## The problem:
Write out every line of the data again, from the line with "Category: orange soccer cleat" through the end, shifting each pixel coordinate in the answers up by 65. Leave all other lines unchanged.

* * * *

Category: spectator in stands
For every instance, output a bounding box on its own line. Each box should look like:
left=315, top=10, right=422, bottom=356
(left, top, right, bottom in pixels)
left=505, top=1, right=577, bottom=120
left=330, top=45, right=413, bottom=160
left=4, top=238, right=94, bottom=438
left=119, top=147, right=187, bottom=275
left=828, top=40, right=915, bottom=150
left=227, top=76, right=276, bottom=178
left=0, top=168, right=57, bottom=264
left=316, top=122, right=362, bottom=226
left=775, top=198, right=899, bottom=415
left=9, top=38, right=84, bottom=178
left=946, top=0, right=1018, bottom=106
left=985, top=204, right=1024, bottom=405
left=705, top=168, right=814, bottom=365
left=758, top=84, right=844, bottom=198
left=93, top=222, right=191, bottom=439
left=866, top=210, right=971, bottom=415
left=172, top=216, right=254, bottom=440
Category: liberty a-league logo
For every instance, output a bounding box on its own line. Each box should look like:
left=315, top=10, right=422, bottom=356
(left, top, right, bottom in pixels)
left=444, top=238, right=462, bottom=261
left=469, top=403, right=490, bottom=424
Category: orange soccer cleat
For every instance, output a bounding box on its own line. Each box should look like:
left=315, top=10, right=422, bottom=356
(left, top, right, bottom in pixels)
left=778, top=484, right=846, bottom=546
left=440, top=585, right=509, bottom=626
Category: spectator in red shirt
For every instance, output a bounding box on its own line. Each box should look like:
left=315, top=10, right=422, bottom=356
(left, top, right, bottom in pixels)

* * * *

## Exercise result:
Category: orange soccer cleat
For every instance, output a bounding box on its own line. Each box should look like:
left=315, top=10, right=422, bottom=356
(left, top, right, bottom in pixels)
left=843, top=549, right=911, bottom=611
left=505, top=650, right=574, bottom=691
Category: spectator in red shirt
For every instance, output a bounding box on its own line. Each box should look like:
left=315, top=10, right=422, bottom=356
(left, top, right, bottom in pixels)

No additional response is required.